Prompt
Give back exactly the lines that run from the beginning of the entries to the line containing "positive clicks: (252, 207) (250, 215)", both included, and nothing else.

Extracted data
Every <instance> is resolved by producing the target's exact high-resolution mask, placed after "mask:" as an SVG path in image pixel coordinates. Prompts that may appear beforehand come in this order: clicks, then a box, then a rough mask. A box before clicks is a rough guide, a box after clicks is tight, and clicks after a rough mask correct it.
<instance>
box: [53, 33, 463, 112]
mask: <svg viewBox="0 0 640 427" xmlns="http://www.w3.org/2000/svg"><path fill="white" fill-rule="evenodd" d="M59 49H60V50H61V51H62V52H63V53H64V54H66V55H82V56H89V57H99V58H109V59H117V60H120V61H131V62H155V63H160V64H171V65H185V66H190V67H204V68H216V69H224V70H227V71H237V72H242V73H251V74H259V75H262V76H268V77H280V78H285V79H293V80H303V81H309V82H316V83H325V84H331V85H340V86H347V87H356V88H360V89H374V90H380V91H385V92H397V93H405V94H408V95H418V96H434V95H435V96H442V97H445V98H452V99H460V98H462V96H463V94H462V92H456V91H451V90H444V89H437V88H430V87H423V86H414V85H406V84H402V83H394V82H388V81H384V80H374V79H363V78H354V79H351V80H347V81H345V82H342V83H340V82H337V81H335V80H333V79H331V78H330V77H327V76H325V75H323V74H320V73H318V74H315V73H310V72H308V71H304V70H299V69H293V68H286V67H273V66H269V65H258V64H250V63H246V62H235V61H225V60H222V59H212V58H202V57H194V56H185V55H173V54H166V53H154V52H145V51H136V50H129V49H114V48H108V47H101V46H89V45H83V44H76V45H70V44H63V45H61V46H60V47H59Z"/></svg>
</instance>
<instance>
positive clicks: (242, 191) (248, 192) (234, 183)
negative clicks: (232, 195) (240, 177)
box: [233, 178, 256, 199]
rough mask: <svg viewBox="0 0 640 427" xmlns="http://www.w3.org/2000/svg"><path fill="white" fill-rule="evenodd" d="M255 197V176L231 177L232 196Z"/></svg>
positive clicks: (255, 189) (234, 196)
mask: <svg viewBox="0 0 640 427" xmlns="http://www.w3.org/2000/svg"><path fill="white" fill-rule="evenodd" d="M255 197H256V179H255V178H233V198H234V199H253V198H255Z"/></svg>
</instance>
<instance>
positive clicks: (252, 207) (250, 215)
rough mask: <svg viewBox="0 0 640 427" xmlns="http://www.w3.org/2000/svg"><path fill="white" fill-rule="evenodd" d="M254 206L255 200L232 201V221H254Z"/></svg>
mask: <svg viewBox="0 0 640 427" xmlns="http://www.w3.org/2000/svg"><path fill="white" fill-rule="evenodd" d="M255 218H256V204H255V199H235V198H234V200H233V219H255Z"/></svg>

Result
Every <instance> is resolved by producing the target's exact high-resolution mask, placed after "mask:" as an SVG path in image pixel coordinates. Prompts that may appear beforehand come in this order: clicks, then a box, then a rough mask. A box before clicks is a rough guide, a box after clicks is tight, and clicks after a rough mask correct it.
<instance>
box: [53, 33, 463, 112]
mask: <svg viewBox="0 0 640 427" xmlns="http://www.w3.org/2000/svg"><path fill="white" fill-rule="evenodd" d="M59 49H60V50H61V51H62V52H63V53H64V54H66V55H82V56H89V57H99V58H109V59H117V60H120V61H131V62H155V63H160V64H171V65H185V66H190V67H204V68H216V69H224V70H227V71H237V72H242V73H251V74H259V75H262V76H268V77H280V78H285V79H293V80H303V81H309V82H316V83H325V84H331V85H340V86H347V87H356V88H360V89H374V90H380V91H385V92H397V93H405V94H408V95H418V96H434V95H435V96H442V97H445V98H452V99H460V98H462V96H463V94H462V92H456V91H451V90H444V89H437V88H430V87H423V86H414V85H406V84H402V83H394V82H388V81H384V80H374V79H363V78H354V79H351V80H347V81H345V82H342V83H340V82H337V81H335V80H333V79H331V78H330V77H327V76H325V75H323V74H320V73H318V74H315V73H310V72H308V71H304V70H299V69H293V68H286V67H273V66H269V65H258V64H250V63H246V62H235V61H225V60H222V59H212V58H202V57H194V56H185V55H173V54H166V53H154V52H145V51H136V50H129V49H114V48H108V47H101V46H89V45H83V44H76V45H70V44H63V45H61V46H60V47H59Z"/></svg>
</instance>
<instance>
positive clicks: (242, 191) (248, 192) (234, 183)
negative clicks: (232, 195) (240, 177)
box: [233, 178, 256, 199]
rough mask: <svg viewBox="0 0 640 427" xmlns="http://www.w3.org/2000/svg"><path fill="white" fill-rule="evenodd" d="M255 197V176L231 177L232 196Z"/></svg>
positive clicks: (255, 189) (234, 196)
mask: <svg viewBox="0 0 640 427" xmlns="http://www.w3.org/2000/svg"><path fill="white" fill-rule="evenodd" d="M255 197H256V179H255V178H233V198H234V199H253V198H255Z"/></svg>
</instance>
<instance>
positive clicks: (252, 207) (250, 215)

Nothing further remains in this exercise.